Exercise material:

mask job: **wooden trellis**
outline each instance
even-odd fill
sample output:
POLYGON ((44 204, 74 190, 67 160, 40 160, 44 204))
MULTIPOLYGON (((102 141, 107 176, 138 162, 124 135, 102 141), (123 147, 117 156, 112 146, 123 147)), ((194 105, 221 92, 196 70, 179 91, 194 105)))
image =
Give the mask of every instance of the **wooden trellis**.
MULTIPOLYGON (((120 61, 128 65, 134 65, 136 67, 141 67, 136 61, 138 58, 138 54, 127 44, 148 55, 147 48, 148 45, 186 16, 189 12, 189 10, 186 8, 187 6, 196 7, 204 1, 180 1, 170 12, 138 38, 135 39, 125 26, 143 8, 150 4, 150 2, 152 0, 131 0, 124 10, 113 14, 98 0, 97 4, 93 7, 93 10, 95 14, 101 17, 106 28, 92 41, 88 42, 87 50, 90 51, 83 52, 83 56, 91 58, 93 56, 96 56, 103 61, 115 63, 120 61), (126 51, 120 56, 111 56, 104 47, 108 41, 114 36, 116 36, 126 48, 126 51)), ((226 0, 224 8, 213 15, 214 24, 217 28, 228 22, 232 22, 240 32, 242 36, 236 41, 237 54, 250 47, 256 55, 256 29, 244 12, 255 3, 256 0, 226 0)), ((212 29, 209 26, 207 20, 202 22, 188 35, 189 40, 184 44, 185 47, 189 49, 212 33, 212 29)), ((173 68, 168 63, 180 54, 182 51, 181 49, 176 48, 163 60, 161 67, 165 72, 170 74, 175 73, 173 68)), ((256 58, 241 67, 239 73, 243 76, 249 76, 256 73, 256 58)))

Goal:
Copy the lines above word for word, from the start of the rows through the line containing "Give the mask", including that line.

Response to this task:
mask job: **wooden trellis**
outline each instance
even-odd fill
sample output:
POLYGON ((44 204, 74 190, 67 160, 40 160, 44 204))
MULTIPOLYGON (((102 141, 107 176, 138 162, 124 135, 102 141), (123 147, 117 156, 112 146, 123 147)), ((194 105, 221 92, 196 70, 179 91, 194 105)))
image =
Give the mask of every instance of the **wooden trellis**.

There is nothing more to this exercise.